In the records below, substitute "marker" for every occurrence of "pointer" and reproduce the rest unchanged.

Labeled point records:
----
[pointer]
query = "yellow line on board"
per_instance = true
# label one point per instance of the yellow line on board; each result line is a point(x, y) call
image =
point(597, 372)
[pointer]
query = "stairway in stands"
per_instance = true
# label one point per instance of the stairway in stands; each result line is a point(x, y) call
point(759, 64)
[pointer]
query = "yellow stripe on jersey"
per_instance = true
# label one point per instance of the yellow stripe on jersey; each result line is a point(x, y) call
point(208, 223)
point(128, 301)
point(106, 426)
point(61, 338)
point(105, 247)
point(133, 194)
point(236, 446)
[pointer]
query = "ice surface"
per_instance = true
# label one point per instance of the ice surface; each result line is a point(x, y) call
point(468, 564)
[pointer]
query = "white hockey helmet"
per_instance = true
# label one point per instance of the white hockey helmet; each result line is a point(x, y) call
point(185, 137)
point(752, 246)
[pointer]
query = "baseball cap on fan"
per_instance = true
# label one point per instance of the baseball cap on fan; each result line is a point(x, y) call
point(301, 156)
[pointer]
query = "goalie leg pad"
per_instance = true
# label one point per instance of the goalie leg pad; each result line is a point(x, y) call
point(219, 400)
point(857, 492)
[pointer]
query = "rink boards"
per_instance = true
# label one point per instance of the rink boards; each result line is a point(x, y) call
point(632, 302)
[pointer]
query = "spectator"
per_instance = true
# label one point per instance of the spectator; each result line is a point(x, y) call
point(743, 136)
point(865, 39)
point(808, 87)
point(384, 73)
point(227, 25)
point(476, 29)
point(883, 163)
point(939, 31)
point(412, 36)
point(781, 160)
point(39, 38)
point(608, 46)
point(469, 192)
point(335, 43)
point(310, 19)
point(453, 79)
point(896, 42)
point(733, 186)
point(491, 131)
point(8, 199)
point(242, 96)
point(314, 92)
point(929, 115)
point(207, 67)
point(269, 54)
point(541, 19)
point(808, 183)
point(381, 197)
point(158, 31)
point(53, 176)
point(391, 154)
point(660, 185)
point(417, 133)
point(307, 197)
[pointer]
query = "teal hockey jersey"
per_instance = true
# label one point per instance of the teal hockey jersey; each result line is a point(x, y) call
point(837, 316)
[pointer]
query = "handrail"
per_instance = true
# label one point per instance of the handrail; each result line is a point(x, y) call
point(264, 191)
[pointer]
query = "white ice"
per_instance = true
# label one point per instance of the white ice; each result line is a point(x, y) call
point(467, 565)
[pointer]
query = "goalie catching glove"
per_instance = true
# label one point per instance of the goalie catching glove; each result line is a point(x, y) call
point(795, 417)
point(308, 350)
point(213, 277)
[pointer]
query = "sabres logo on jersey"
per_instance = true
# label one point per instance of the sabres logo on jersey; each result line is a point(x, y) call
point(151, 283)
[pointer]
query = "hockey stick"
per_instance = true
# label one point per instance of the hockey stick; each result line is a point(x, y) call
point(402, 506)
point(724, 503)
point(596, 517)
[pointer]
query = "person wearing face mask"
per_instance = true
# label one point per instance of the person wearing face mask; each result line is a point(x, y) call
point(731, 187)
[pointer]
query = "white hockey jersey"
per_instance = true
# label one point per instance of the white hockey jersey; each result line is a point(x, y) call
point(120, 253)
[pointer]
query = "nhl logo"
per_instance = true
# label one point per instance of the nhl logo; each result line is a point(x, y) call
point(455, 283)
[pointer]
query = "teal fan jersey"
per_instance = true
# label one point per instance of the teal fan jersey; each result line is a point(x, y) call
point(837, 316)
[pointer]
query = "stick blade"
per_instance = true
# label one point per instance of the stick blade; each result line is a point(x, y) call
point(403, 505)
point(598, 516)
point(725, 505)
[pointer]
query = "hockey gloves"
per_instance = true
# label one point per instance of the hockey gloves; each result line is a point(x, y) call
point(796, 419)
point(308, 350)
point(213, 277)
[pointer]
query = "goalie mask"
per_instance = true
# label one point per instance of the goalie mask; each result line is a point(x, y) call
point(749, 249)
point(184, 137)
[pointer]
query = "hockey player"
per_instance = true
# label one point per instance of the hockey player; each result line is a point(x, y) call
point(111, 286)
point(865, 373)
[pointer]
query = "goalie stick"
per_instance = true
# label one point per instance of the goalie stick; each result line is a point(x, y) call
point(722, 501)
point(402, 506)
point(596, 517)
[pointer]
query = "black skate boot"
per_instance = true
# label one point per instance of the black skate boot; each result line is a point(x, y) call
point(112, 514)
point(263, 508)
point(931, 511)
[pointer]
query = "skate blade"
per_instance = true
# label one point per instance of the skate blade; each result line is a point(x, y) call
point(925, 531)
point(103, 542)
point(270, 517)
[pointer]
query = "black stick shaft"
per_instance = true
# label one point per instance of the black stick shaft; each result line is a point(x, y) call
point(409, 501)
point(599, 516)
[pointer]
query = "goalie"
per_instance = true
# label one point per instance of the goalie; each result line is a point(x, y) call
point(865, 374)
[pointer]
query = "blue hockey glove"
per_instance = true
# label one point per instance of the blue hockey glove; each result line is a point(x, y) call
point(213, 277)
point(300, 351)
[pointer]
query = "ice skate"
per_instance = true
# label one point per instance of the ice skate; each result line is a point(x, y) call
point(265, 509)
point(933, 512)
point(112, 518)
----
CORRECT RESPONSE:
[marker]
query = "yellow line on board"
per_instance = true
# label one point per instance of the yellow line on board; each result line is a point(x, y) call
image =
point(597, 372)
[marker]
query = "stairway in stands"
per_instance = true
# label one point per instance of the stairway in stands; each result line is a point(x, y) call
point(759, 64)
[marker]
query = "yellow stripe on jersey"
per_instance = true
# label one point per instance of the yellow stripe on jersey; each result line is a point(x, y) call
point(208, 223)
point(128, 301)
point(106, 426)
point(61, 338)
point(105, 247)
point(133, 194)
point(236, 446)
[marker]
query = "ice surface"
per_instance = true
# label one point per instance of the ice surface; each result line is a point(x, y) call
point(468, 564)
[marker]
query = "white hockey helmet"
per_instance = true
# label one point per instance of the white hockey helmet; each result line is a point(x, y) call
point(185, 137)
point(752, 246)
[marker]
query = "baseball cap on fan"
per_instance = true
# label one point per instance of the baseball cap on fan; each result line is a point(x, y) call
point(301, 156)
[marker]
query = "goalie leg pad"
per_instance = true
# label one point per instance of the goalie leg pad; each result line is a point(x, y) call
point(219, 400)
point(857, 492)
[marker]
query = "rink boards"
per_instance = true
# label one point per instance of the rink boards; each result line is a point(x, y) call
point(632, 302)
[marker]
query = "spectator"
per_instance = true
# label one point per instance of the spectator; each result line is a point(x, y) call
point(743, 136)
point(865, 39)
point(808, 87)
point(384, 73)
point(227, 25)
point(476, 29)
point(883, 163)
point(939, 31)
point(412, 36)
point(781, 160)
point(39, 38)
point(608, 46)
point(469, 192)
point(335, 43)
point(310, 19)
point(453, 79)
point(896, 42)
point(733, 186)
point(491, 131)
point(8, 199)
point(242, 96)
point(314, 92)
point(929, 115)
point(207, 67)
point(269, 54)
point(541, 19)
point(808, 183)
point(381, 197)
point(158, 31)
point(53, 176)
point(391, 154)
point(660, 185)
point(417, 133)
point(307, 197)
[marker]
query = "teal hockey jersey"
per_instance = true
# label one point per instance of the teal hockey jersey; each result line is a point(x, y) call
point(837, 316)
[marker]
query = "handrail"
per_instance = true
# label one point per instance of the handrail; each result line is a point(x, y) call
point(264, 191)
[marker]
query = "white ice"
per_instance = true
# label one point per instance of the white ice; each result line is a point(x, y) call
point(467, 565)
[marker]
query = "goalie catching glove"
per_instance = true
# label one point per instance of the goalie catching glove; each result line is a point(x, y) call
point(795, 417)
point(308, 350)
point(213, 277)
[marker]
query = "sabres logo on jersey"
per_instance = true
# label one point per instance of the sabres logo on jersey; each result line is a point(x, y) call
point(151, 283)
[marker]
query = "hockey stick"
per_instance = true
# label one point per instance of the hockey stick; each result line is a point(x, y) call
point(402, 506)
point(724, 503)
point(596, 517)
[marker]
query = "person wearing face mask"
per_instance = true
# label one point per instance of the person wearing face mask; each result line is a point(x, y) call
point(731, 187)
[marker]
query = "white hockey jersey"
per_instance = true
# label one point per instance of the white hockey jersey; each result line is a point(x, y) call
point(120, 253)
[marker]
query = "nhl logo"
per_instance = true
# label one point per instance of the nhl logo; each result line is a point(x, y) call
point(455, 283)
[marker]
query = "teal fan jersey"
per_instance = true
# label one point per instance of the teal fan jersey; each result line is a point(x, y) call
point(837, 316)
[marker]
query = "stick blade"
per_instance = true
# label one point per instance of the stick blade; each result line is a point(x, y) call
point(403, 505)
point(598, 516)
point(725, 505)
[marker]
query = "hockey gloves"
per_instance = true
# label one point per instance of the hockey gloves; each result line is a point(x, y) call
point(796, 419)
point(308, 350)
point(213, 277)
[marker]
query = "goalie mask"
per_instance = true
# label one point per instance of the goalie mask; each result line is a point(x, y) call
point(749, 249)
point(184, 137)
[marker]
query = "hockey player"
per_instance = true
# label one point per instance of the hockey player; each result line is a point(x, y) call
point(111, 286)
point(865, 373)
[marker]
query = "goalie stick"
per_instance = true
# label one point per instance of the goalie stick; each result line is a point(x, y) call
point(722, 501)
point(402, 506)
point(596, 517)
[marker]
query = "black skate boot"
per_instance = true
# label one point per instance of the black skate boot; each result line is a point(x, y) call
point(112, 514)
point(263, 508)
point(931, 511)
[marker]
query = "skate blade"
per_instance = true
# label one point per instance of the skate blade; each result line is a point(x, y) call
point(925, 531)
point(103, 542)
point(270, 517)
[marker]
query = "black stick shaft"
per_instance = true
# label one point per instance of the black stick shaft; each result line is a point(x, y) call
point(409, 501)
point(599, 516)
[marker]
query = "goalie"
per_instance = true
# label one point per instance of the goalie; each result line is a point(x, y) call
point(865, 374)
[marker]
query = "blue hockey glove"
per_instance = true
# label one point per instance of the blue hockey glove; each result line is a point(x, y) call
point(213, 277)
point(300, 351)
[marker]
query = "ice skate"
per_instance = true
# label one point per instance of the ice skate; each result line is a point(x, y) call
point(265, 509)
point(933, 512)
point(112, 518)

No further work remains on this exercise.